Directions for this task -> Return the entries that follow exactly, with no images.

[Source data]
==========

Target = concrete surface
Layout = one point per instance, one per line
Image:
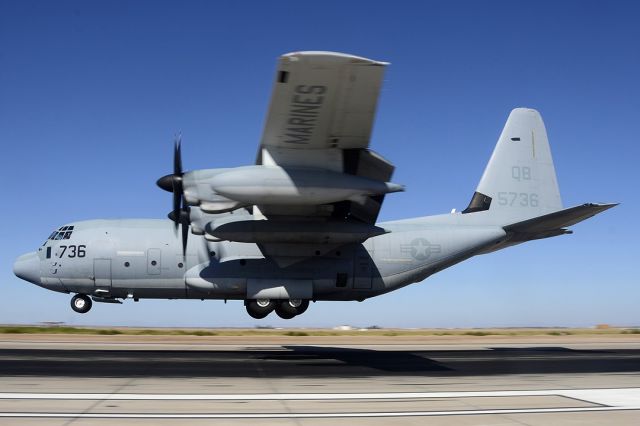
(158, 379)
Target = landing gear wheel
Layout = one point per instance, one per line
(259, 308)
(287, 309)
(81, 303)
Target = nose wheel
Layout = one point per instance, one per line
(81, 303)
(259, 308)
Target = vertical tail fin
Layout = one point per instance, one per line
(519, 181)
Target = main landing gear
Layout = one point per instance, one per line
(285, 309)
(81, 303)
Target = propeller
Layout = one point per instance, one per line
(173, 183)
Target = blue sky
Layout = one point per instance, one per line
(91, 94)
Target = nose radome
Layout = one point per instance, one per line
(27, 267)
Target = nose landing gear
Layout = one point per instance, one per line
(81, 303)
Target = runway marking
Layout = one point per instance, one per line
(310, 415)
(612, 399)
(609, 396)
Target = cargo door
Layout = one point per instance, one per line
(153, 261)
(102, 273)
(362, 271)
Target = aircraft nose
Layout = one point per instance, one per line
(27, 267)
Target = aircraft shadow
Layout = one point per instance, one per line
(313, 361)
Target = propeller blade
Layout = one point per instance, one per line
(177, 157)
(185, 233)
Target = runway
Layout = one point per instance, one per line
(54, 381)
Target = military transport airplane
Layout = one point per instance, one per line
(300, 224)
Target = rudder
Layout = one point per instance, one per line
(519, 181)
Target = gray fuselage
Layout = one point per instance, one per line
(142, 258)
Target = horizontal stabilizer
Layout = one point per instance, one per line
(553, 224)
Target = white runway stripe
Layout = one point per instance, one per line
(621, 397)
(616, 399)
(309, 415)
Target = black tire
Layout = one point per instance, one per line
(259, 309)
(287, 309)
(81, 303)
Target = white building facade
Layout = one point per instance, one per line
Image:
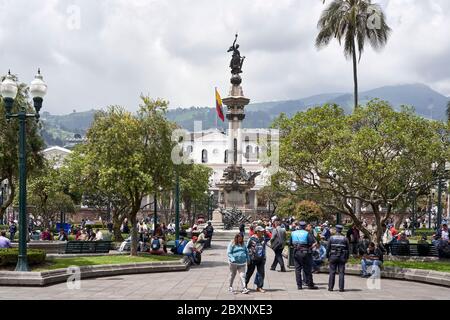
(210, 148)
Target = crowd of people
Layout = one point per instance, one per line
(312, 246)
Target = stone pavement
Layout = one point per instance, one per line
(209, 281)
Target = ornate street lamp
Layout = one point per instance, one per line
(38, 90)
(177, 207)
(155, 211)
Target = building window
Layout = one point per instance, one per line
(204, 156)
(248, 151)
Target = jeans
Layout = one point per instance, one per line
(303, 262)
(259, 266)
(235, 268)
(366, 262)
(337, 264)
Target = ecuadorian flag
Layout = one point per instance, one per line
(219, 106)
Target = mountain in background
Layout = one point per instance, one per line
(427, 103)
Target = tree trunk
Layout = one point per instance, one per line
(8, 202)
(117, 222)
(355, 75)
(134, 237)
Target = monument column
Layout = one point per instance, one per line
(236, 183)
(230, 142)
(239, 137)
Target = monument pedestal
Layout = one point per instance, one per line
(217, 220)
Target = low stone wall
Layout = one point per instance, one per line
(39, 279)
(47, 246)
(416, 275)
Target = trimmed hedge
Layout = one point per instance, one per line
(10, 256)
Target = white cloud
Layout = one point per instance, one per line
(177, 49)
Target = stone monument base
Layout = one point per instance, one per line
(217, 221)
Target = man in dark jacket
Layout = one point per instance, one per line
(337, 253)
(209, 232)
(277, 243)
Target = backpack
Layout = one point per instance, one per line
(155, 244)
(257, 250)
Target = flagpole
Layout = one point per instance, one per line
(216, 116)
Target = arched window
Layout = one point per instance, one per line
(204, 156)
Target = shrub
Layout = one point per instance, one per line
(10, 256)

==========

Solution to the problem ->
Target = concrete surface
Layout = one point per instance, one per line
Image:
(158, 379)
Target = landing gear wheel
Layout = one point per instance, one per line
(259, 308)
(287, 309)
(81, 303)
Target = nose wheel
Layout = one point per instance, one per line
(81, 303)
(259, 308)
Target = vertical tail fin
Layout = one point per instance, one per line
(519, 181)
Target = main landing gear
Layout = one point per instance, one per line
(285, 309)
(81, 303)
Target = propeller
Layout = one point per instance, one per line
(173, 183)
Target = blue sky
Layout = one point per instance, one per line
(91, 94)
Target = nose radome
Layout = one point per instance, one per line
(27, 267)
Target = nose landing gear
Layout = one point per instance, one per line
(81, 303)
Target = runway marking
Layout = one point per instance, one per line
(310, 415)
(612, 399)
(609, 396)
Target = cargo door
Layout = one point per instance, one per line
(153, 261)
(102, 273)
(362, 271)
Target = aircraft nose
Layout = one point per instance, one per line
(27, 267)
Target = aircraft shadow
Layout = one point per instance, one per line
(313, 361)
Target = propeller blade
Layout = one point per instance, one per line
(177, 157)
(185, 233)
Target = runway
Layout = one point per instance, one per line
(54, 381)
Target = military transport airplane
Layout = one point per instance, one per line
(300, 224)
Target = rudder
Layout = one point per instance, one per line
(519, 181)
Target = gray fuselage
Layout = one point per instance, one per line
(142, 258)
Target = horizontal stabilizer
Layout = one point per instance, one per line
(553, 224)
Target = white runway stripe
Layout = one point per instance, one per line
(621, 397)
(616, 399)
(309, 415)
Target = black tire
Layout = one point per instance, one per line
(259, 309)
(287, 309)
(81, 303)
Target = white building facade
Layout = one point per instance, one per line
Image:
(210, 148)
Target = crowd of people
Layout = one point per instance, one per line
(312, 246)
Target = stone pavement
Layout = one point per instance, one per line
(209, 281)
Target = ornate street lamp
Layout = one point per instance, one per line
(38, 90)
(177, 207)
(155, 211)
Target = building window
Layout = one point per instance, one per line
(204, 156)
(248, 151)
Target = jeans
Layout = one point per instance, one per line
(303, 262)
(259, 266)
(235, 268)
(366, 262)
(337, 264)
Target = ecuadorian flag
Layout = one point per instance, one per line
(219, 106)
Target = mountain in background
Layout = one point per instance, one per line
(427, 103)
Target = tree trunk
Layout = one point per instance, one per line
(8, 202)
(117, 222)
(355, 75)
(134, 237)
Target = monument column
Layout = one point per instance, one per line
(236, 183)
(230, 142)
(239, 137)
Target = monument pedestal
Layout = one point per instance, one per line
(217, 220)
Target = low stone wall
Layout = one point per instance, one per line
(39, 279)
(47, 246)
(416, 275)
Target = trimmed hedge
Layout = one point per instance, one per line
(10, 256)
Target = white cloud
Layout = one point per instance, one per line
(177, 49)
Target = stone monument base
Layout = one point per instance, one per line
(217, 221)
Target = man in dark jacket
Layout = one point per instance, one per line
(337, 253)
(209, 232)
(277, 243)
Target = backpack
Layout = one point per instance, one per line
(155, 244)
(257, 250)
Target = flagpole
Layout = one point per instance, one per line
(216, 116)
Target = arched window
Layout = one point per instance, one per line
(204, 156)
Target = shrub
Layout = one point per instance, one per line
(10, 256)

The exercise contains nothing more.